[About this task] Only one stretch of the records below should be repeated. It starts with the line containing "point(782, 203)" and goes on through the line containing "point(418, 411)", exactly as written.
++++++++++
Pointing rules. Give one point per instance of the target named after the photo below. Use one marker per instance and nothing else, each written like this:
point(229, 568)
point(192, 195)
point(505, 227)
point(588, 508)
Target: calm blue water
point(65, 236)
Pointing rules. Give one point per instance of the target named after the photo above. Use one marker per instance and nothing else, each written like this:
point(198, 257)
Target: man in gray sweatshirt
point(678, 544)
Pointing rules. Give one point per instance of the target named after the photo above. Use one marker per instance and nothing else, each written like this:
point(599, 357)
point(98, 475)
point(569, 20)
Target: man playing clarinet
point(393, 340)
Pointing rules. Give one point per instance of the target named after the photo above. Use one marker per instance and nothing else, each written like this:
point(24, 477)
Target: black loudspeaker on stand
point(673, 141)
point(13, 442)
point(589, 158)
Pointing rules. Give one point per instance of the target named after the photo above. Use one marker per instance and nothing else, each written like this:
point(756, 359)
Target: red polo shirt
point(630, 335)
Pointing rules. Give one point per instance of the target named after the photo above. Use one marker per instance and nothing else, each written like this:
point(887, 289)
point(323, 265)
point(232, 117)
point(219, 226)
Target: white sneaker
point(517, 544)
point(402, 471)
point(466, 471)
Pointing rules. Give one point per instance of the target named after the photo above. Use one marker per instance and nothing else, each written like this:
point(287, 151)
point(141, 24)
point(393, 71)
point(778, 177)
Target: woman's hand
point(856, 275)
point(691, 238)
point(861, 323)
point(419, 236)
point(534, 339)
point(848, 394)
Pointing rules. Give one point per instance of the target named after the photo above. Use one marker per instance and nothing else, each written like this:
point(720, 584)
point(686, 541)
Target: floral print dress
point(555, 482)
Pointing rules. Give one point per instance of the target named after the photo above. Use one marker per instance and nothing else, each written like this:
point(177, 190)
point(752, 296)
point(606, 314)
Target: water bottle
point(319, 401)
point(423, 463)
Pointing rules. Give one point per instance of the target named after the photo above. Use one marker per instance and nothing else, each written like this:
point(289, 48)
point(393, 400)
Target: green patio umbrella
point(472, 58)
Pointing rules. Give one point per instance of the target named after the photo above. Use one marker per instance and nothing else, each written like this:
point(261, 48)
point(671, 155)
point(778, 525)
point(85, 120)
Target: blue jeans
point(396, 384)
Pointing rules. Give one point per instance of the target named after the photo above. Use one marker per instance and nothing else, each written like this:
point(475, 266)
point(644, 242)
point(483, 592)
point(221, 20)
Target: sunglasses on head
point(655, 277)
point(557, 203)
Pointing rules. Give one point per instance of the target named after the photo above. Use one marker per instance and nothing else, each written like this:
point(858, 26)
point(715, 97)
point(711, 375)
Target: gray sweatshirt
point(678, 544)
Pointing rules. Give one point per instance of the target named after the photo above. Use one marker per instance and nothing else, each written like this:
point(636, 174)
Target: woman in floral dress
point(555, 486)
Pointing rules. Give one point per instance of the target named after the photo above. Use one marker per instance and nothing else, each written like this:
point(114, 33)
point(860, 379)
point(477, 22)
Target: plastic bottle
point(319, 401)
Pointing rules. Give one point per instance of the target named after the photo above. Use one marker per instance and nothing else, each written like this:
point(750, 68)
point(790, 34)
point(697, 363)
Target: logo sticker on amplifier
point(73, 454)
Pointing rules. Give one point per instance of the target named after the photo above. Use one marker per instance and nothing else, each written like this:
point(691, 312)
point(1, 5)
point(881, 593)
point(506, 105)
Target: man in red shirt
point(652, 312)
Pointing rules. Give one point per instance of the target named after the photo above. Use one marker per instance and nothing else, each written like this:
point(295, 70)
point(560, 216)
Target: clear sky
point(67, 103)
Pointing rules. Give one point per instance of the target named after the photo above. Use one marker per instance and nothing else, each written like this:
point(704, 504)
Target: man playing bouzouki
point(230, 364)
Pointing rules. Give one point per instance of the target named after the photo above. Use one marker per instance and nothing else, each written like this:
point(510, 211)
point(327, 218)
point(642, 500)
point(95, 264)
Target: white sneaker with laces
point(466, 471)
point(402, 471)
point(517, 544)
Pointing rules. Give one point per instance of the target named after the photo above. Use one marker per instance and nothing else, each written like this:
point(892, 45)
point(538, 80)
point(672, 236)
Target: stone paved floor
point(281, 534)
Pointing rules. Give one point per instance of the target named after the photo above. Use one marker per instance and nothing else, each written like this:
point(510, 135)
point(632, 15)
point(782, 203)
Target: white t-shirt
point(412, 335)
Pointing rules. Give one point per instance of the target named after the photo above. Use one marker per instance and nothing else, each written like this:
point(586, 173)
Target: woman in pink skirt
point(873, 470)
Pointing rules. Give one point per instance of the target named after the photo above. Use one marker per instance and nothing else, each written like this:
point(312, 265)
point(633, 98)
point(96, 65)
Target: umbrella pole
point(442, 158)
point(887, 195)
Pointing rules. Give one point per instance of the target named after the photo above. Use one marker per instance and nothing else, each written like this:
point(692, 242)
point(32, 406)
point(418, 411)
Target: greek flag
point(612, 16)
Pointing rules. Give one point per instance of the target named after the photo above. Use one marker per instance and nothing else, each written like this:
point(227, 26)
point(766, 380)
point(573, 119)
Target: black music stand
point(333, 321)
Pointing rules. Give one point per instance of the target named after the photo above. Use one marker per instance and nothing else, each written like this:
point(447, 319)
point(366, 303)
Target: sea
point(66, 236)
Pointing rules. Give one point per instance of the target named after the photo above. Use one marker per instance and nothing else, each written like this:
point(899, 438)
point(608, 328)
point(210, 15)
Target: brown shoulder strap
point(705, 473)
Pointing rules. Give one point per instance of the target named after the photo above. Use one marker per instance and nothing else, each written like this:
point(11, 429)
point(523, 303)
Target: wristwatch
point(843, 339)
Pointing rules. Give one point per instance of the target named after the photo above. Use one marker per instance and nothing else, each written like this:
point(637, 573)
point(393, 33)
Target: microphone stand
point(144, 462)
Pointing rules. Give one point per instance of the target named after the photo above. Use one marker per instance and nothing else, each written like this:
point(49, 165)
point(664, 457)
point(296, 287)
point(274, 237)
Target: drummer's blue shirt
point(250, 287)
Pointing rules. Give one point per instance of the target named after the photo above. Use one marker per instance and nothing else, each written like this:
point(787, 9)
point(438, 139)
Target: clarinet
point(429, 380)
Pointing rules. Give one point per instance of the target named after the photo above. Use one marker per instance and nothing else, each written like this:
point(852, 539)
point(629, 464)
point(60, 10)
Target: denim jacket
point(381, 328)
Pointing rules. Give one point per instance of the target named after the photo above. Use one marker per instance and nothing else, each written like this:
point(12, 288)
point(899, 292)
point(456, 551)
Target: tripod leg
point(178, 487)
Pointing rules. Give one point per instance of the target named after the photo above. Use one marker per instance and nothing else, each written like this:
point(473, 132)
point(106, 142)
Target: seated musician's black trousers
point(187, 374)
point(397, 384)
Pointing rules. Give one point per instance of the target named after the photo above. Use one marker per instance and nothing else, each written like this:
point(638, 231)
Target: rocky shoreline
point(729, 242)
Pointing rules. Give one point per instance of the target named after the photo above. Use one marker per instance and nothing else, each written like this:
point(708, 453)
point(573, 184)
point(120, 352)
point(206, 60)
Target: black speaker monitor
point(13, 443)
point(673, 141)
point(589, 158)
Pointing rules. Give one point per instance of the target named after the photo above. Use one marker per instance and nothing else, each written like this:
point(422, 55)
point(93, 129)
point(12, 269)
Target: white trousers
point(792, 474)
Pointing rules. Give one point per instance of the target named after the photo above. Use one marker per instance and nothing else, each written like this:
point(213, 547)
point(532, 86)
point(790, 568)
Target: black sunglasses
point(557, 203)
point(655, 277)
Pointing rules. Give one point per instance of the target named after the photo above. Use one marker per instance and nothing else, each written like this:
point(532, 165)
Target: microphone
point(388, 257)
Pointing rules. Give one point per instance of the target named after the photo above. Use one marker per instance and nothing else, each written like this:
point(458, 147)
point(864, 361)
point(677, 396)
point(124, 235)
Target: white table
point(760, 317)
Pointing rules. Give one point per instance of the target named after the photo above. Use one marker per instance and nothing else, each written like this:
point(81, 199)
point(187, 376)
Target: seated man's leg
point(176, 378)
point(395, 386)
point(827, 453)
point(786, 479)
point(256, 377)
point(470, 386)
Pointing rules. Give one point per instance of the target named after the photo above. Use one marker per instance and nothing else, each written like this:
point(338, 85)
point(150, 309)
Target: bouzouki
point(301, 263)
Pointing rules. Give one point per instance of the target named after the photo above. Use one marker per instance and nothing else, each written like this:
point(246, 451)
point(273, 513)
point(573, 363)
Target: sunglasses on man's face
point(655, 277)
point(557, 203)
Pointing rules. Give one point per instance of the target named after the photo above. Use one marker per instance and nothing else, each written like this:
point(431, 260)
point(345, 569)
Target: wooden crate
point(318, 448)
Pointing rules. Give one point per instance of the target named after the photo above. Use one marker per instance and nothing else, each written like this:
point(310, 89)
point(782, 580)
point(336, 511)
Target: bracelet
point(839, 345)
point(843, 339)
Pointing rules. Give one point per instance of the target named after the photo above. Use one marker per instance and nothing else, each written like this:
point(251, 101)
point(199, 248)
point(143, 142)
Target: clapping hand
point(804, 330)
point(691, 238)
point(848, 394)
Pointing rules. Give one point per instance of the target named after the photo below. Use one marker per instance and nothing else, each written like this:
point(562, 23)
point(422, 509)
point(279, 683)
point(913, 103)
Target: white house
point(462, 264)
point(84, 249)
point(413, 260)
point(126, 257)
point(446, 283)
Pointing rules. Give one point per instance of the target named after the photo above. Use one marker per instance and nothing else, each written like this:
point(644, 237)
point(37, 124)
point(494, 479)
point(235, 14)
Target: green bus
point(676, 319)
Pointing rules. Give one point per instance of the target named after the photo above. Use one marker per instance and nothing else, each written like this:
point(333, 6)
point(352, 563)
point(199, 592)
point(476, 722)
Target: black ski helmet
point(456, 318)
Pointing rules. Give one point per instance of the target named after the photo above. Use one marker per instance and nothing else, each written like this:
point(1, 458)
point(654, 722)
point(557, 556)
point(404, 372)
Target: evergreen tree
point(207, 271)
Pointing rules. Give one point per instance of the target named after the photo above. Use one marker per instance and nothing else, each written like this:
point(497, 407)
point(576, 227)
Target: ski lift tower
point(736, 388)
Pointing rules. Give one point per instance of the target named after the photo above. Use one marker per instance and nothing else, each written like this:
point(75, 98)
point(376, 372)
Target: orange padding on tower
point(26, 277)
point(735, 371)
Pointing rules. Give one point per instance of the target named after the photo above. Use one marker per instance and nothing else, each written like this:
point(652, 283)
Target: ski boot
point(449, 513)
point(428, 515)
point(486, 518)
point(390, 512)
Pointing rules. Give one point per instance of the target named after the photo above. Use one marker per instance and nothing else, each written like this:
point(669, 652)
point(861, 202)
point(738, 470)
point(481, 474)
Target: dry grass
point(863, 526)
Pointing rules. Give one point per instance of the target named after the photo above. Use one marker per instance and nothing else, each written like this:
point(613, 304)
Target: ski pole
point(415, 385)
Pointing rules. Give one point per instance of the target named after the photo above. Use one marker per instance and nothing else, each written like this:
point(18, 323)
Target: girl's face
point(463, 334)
++++++++++
[Answer space]
point(782, 203)
Target: white t-shirt
point(412, 335)
Pointing rules. Give one point per instance of the target named after the photo above. Use one marker per instance and nothing else, each written like this:
point(586, 173)
Target: woman in pink skirt
point(873, 470)
Pointing rules. Give one point per instance of the target named after the photo above. Use one marker per instance and nothing else, each written like this:
point(312, 265)
point(633, 98)
point(96, 65)
Target: umbrella pole
point(442, 158)
point(887, 195)
Pointing rules. Give one point per instance of the target named after the photo above. Use one marker per instance and nothing else, each written like this:
point(692, 242)
point(32, 406)
point(418, 411)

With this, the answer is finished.